_Work instruction_
From the passage on keys and keynotes, list every meaning it gives for the word "keynote."

_Provided passage_
================================
It has won both, laurels and invited failures. A thorough
understanding of its base and surroundings will help utilize
this wonderful system in a better way.
Meaning
A.
THE WORD “KEY” has several meanings. Relevant to the
Homoeopathic theme are the following:
-
An implement
designed to open a lock
-
Any means of
control or possession
-
An essential
ingredient or requisite
-
An explanation of
a set of symbols or abbreviations
-
A set of answers
to a test or puzzle
-
Anything that
serves to explain or interpret
7. In (or out of)
key: In (or out of) tune with other factors
-
To bring into tune
or harmony; coordinate.
-
THE WORD “KEYNOTE”
-
Prime or crucial
element
-
An underlying or
prevailing tone, spirit or idea.
3. A
significant word or quality.
Based on these
meanings, selection of the drug is based on a prime or
crucial element available in the data of the case. That
crucial element includes the core, the nucleus or the essence of
the case and it will unlock it.
The data elicited
during case taking in its raw form is a sort of pot pourri
of various incongruous components or symptoms. The data will
have to be re-organized in a logical sequence to refine the data
so as to be useful for prescribing. The nucleus of the case
should be the main coordinator around which the rest of the data
is attached.
C.
THE WHOLE AND ITS
PARTS
Homoeopathy
propounds the concept of Totality. To perceive the totality, one
requires the vision of wholeness of the case. This is not merely
a quantitative approach. We have to define ‘quality’ in the
data. The problem is that we are swayed by the parts very
easily. If some parts are influencing, we hold on to them. These
could be dominant factors but not essentially crucial factors.
Dominant factors can be subjective and hence these could lead to
wrong or inadequate perception. The crucial factors, on the
other hand, are related to hard facts and hence significant and
without them you can’t go for a synthetic view.
================================
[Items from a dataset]
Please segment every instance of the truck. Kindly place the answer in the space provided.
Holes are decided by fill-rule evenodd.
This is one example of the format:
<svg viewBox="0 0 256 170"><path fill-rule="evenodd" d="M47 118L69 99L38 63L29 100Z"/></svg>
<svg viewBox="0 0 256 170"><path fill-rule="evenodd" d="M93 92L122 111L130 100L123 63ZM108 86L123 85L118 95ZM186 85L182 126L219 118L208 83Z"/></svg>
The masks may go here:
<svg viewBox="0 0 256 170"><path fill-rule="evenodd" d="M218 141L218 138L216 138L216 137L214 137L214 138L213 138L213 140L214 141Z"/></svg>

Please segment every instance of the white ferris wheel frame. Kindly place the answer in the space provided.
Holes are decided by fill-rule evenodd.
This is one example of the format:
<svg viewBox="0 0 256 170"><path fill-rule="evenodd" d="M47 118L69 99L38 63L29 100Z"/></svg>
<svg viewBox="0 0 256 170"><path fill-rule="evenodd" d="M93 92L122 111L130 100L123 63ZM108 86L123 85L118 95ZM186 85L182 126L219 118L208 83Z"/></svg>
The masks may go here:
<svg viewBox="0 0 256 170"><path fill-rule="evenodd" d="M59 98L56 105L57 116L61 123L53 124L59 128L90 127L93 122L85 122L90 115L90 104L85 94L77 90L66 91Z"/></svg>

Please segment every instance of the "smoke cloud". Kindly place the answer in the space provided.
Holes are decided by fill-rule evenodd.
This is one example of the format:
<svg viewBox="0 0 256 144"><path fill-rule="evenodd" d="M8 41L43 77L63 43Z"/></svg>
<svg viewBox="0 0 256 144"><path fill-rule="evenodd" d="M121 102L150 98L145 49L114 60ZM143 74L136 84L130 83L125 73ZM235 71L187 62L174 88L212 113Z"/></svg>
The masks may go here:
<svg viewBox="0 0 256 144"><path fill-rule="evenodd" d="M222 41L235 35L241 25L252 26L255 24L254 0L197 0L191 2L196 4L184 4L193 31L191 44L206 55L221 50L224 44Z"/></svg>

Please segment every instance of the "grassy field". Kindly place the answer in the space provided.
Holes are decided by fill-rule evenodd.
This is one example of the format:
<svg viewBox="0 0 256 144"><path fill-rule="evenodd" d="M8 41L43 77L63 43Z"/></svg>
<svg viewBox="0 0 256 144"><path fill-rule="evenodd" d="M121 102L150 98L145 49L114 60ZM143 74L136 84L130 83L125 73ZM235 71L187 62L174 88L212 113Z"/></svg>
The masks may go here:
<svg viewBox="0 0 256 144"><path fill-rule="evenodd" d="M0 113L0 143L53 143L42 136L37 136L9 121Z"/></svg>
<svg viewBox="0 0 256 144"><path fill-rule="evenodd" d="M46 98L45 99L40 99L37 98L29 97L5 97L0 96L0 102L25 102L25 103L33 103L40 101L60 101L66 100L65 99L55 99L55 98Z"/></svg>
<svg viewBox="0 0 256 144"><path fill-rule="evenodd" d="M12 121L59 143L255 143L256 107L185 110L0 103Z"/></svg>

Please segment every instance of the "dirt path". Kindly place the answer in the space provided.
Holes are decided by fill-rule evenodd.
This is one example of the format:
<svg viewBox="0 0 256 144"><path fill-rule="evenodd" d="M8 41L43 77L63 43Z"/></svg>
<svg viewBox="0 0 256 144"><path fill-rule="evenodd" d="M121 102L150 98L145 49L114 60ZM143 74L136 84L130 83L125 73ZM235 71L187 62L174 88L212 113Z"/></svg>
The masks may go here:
================================
_Solution below_
- Prime or crucial element
- An underlying or prevailing tone, spirit or idea
- A significant word or quality